# Постановка задачи A
Переведите на английский язык предложение из исходного текста: «Рассмотрим сон сенатора Аблеухова, изображенный в третьей главе романа.»

# Исходный текст
=-=-=
Итак, анализ границ между сном и явью, а также пространства и времени в снах героев «Петербурга» показывает, что в шестой главе романа характер художественной реальности меняется. Однако остается невыясненным, подтверждается ли этот вывод особенностями субъектной организации снов. Иными словами, как соотносятся точки зрения повествователя и героя-сновидца, поскольку во всех случаях введения снов в повествование субъектом речи является повествователь? Можно ли говорить о четком разграничении «я» и «другого» и меняется ли такое соотношение в рамках системы снов? Этот аспект особенно важен для определения жанровой специфики романа, поскольку «в поэтике романного целого структура романного сознания развертывается как система точек зрения»1.
Рассмотрим сон сенатора Аблеухова, изображенный в третьей главе романа. Во фрагменте, посвященном переходу Аполлона Аполлоновича в мир снов, явно доминирует точка зрения повествователя. Вся часть главки «Второе пространство сенатора», предшествующая собственно сну, построена как сообщение, в котором повествователь информирует читателя о ритуале отхода сенатора ко сну (уход камердинера, церемония разоблачения, гимнастика, проникновение во «второе пространство»).
Повторяемость действий персонажа передается использованием глаголов несовершенного вида и наречиями «часто», «всегда»: «К этим полезнейшим упражнениям прибегал Аполлон Аполлонович особенно часто в дни геморроя. <...> То же все Аполлон Аполлонович проделал сегодня. <...> Аполлон Аполлонович видел всегда два пространства: одно материальное (стенки комнат и стенки кареты), другое же — не то, чтоб духовное (материальное также)...» (137). Таким образом, описываемые далее события — проникновение во «второе пространство» и сон — встраиваются в ряд себе подобных, но оставшихся как бы за рамками повествования.
=-=-=
# Список строк
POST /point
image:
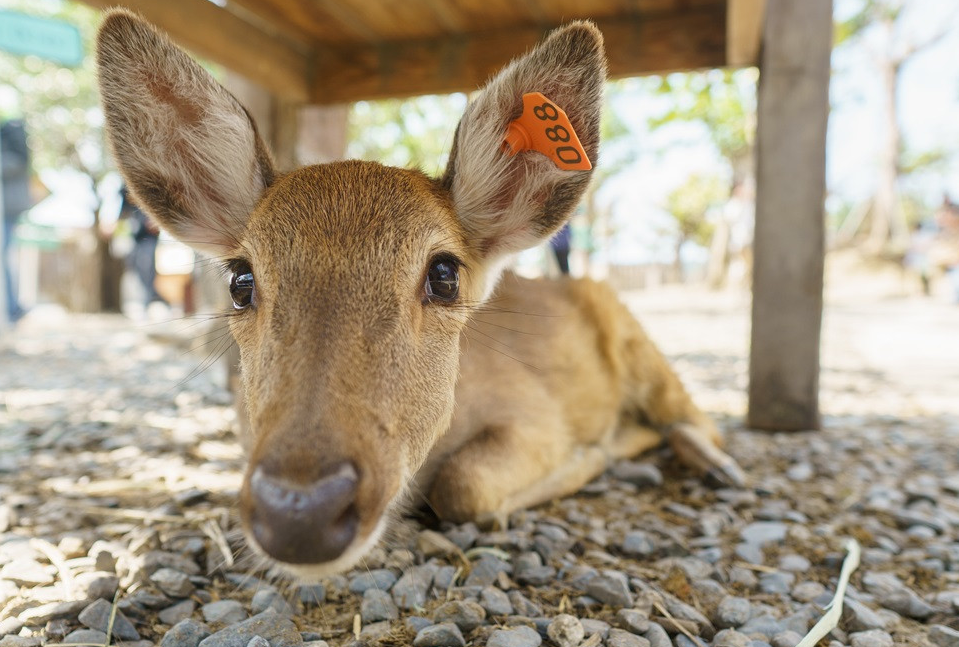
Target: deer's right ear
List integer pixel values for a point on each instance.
(189, 151)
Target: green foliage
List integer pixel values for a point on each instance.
(410, 133)
(722, 100)
(690, 203)
(60, 105)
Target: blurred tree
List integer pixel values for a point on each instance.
(724, 102)
(61, 107)
(690, 204)
(893, 46)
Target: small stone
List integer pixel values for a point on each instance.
(731, 638)
(764, 532)
(621, 638)
(377, 606)
(516, 637)
(411, 589)
(97, 616)
(495, 601)
(227, 612)
(807, 591)
(777, 582)
(633, 620)
(97, 584)
(465, 615)
(610, 587)
(944, 636)
(278, 630)
(312, 595)
(593, 626)
(641, 475)
(178, 612)
(270, 599)
(786, 639)
(88, 636)
(434, 544)
(381, 578)
(637, 543)
(871, 638)
(172, 582)
(566, 630)
(733, 611)
(486, 570)
(441, 635)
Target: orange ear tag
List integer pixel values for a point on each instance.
(544, 127)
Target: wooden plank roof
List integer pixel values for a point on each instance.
(334, 51)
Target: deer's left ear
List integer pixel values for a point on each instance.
(511, 202)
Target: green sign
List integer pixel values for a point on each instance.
(53, 40)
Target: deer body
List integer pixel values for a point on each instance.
(378, 346)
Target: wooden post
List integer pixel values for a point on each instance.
(788, 274)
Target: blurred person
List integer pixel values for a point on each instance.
=-=-=
# Постановка задачи B
Верните без изменений каждую строку из списка строк выше, в которой встречается слово "wooden".

# Итоговый результат A
Let us consider Senator Ableukhov's dream, depicted in the third chapter of the novel.

# Итоговый результат B
Target: wooden plank roof
Target: wooden post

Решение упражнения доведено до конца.